WORK ORDER
Output every record verbatim, and omit each picture.

Records excerpted from a collection
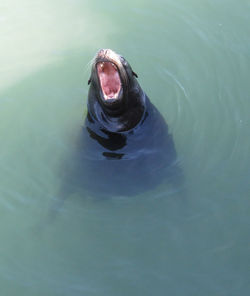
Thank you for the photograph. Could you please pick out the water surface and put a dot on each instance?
(193, 61)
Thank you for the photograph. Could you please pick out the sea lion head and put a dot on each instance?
(112, 82)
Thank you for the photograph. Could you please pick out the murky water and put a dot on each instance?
(193, 61)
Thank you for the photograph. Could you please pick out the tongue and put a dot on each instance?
(110, 80)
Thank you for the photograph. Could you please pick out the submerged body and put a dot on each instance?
(124, 147)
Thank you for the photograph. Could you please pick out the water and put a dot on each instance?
(193, 61)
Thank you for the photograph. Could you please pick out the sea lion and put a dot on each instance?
(125, 147)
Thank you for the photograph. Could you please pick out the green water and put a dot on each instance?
(193, 61)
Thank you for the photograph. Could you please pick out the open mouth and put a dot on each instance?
(109, 79)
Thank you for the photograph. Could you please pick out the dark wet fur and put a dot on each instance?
(121, 151)
(107, 164)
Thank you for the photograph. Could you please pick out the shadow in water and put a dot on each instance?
(106, 164)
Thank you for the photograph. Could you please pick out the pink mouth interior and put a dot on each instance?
(109, 80)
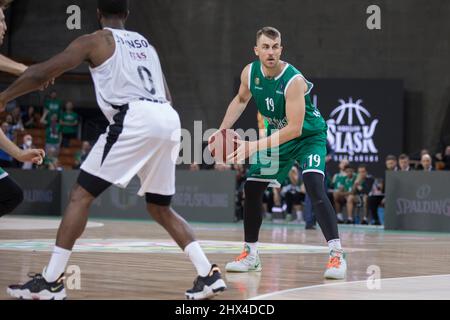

ANSWER TO THE PROBLEM
Thank you for the photograph. Could you please pick out the water surface and put a dot on each instance?
(193, 61)
Thank you for the photograph. Could you please pick out the sea lion head and put a dot on each instance?
(112, 82)
Thank you for the photograph. Could you please pick out the murky water and put a dot on each instance?
(193, 61)
Thank you for the photograph. Could you please pick out the tongue and put a dot on each instance?
(110, 80)
Thank you for the photograph. Could you please pick out the submerged body and put a dot on each instance?
(124, 147)
Thank you for the photograph. Could you please pick out the water and put a dot on each instance?
(193, 61)
Thank you for the photograph. Could you please pick out the sea lion and put a dot on each instance?
(125, 147)
Thank you for the photograph. Could you please pick out the green water and put a dot on each instance?
(193, 61)
Thank you for the photograph. Could you please pick out the open mouth and put a dot on each instance?
(109, 79)
Thank you for the photograph. Could you please pick out the dark wet fur and put a dot on each instance?
(121, 151)
(107, 164)
Thank you for the photograph. Could you please pick out the shadow in water and put a dot on each instance?
(106, 164)
Thank you for the photograph. Could you please pick out the pink mouth interior and put a dot on each instance?
(109, 80)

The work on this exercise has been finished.